=== GOAL ===
Copy out in full the items that begin at the line containing "According to metadata, the pitched" and end after the line containing "224 700 432 952". Shift every bounding-box coordinate in their answers up by 5.

Start of LISTED RECORDS

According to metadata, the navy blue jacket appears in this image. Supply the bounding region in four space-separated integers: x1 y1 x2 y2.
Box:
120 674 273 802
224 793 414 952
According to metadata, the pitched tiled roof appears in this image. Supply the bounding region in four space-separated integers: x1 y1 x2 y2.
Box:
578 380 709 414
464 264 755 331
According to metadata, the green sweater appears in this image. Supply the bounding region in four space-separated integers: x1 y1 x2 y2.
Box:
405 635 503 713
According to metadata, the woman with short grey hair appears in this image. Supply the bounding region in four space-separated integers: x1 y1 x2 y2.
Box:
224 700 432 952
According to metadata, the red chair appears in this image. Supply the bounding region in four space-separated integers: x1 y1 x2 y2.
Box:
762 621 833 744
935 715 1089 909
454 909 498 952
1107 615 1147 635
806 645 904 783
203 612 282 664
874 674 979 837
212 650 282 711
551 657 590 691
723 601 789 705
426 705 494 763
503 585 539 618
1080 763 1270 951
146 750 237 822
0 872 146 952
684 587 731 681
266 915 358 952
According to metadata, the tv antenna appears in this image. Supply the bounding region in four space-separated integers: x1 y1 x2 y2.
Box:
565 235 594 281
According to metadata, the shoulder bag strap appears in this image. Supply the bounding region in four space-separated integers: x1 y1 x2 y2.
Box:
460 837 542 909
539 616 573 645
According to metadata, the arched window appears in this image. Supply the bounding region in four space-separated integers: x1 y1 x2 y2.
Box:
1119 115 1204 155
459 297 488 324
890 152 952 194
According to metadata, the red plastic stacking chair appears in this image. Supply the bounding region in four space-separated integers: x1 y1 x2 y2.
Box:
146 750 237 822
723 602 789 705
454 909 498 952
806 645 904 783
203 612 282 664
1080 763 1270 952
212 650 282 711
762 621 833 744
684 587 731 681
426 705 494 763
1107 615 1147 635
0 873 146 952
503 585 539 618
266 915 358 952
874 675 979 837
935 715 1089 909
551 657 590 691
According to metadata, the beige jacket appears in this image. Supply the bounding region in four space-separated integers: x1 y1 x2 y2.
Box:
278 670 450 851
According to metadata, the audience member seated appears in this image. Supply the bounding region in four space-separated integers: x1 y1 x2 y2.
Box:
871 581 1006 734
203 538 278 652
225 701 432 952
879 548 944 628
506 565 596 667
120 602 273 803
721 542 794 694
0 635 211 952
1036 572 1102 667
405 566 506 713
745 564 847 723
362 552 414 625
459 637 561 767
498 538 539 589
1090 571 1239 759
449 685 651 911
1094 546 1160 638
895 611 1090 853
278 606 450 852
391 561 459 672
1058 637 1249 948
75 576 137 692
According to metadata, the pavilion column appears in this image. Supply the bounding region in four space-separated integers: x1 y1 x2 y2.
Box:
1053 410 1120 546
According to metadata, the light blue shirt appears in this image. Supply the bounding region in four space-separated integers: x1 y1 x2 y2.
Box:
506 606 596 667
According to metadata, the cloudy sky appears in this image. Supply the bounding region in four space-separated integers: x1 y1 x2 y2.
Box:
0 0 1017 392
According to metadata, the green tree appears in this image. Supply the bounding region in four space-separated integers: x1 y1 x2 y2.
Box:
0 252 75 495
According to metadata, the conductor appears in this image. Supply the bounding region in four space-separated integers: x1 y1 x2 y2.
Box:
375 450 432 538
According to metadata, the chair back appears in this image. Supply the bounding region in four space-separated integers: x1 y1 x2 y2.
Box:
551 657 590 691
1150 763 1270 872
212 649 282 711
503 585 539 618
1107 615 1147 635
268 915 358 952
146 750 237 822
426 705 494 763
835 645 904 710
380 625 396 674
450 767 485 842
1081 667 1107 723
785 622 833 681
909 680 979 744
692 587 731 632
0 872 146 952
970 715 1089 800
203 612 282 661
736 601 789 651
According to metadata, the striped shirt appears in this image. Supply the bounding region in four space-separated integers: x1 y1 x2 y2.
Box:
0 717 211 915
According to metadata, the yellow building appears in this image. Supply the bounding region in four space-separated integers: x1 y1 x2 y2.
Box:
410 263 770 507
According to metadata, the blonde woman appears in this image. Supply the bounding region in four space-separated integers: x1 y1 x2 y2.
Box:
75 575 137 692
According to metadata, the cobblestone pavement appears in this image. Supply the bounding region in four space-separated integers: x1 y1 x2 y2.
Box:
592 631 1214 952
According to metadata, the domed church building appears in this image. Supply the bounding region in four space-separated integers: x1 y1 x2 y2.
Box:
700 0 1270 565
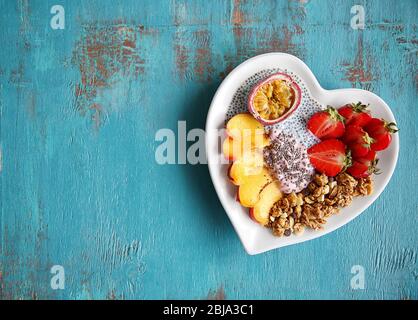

End of LISTED RECORDS

=== SOLUTION TO THIS TASK ===
According to metadata, the pitched tiled roof appears in this image. Supply the bounding region in four space-separated integers: x1 y1 x2 y2.
Box:
583 385 714 419
469 269 760 336
According to metadata, the green sweater appears in this image. Supply the bounding region in four space-separated integers: x1 y1 x2 y2.
Box:
410 640 508 718
According to metadata, the woman with short grey hair appears in this image. Supply the bounding region in four space-separated integers: x1 y1 x2 y2.
Box:
229 705 437 957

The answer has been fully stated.